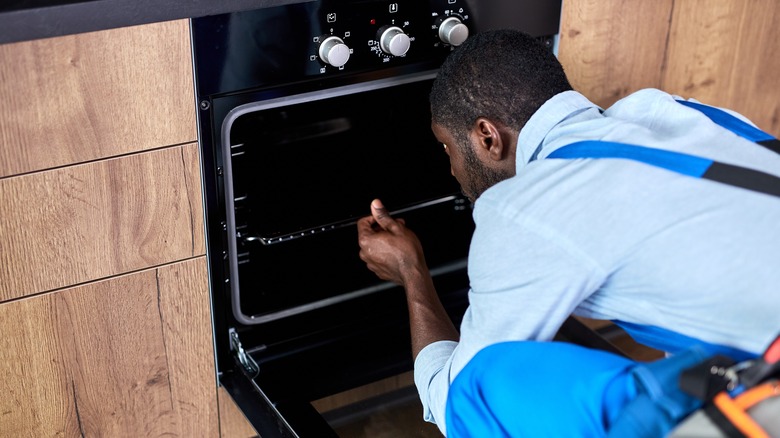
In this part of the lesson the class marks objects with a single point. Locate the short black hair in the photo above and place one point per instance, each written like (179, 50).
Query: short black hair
(502, 75)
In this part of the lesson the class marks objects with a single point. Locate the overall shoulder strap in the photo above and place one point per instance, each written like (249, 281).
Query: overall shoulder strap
(686, 164)
(736, 125)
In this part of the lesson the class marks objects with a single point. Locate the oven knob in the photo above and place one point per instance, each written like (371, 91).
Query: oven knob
(453, 31)
(334, 52)
(394, 41)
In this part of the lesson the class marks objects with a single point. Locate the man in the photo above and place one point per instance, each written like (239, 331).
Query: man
(676, 260)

(Short task) Copy out the listing verbatim, starting at the line that contains "like (371, 91)." and ending at the final line of the listing, with both of those lines included.

(Task response)
In this part of the lesson the class marks objects with a single point. Locate the oven knob in the photo above and place one point per instance, each written like (371, 91).
Query: oven knob
(453, 31)
(334, 52)
(394, 41)
In this part of the lesson the class marks objects with a single point. Locate the man in the photo above and place one point per instance, each written like (239, 331).
Query: man
(676, 260)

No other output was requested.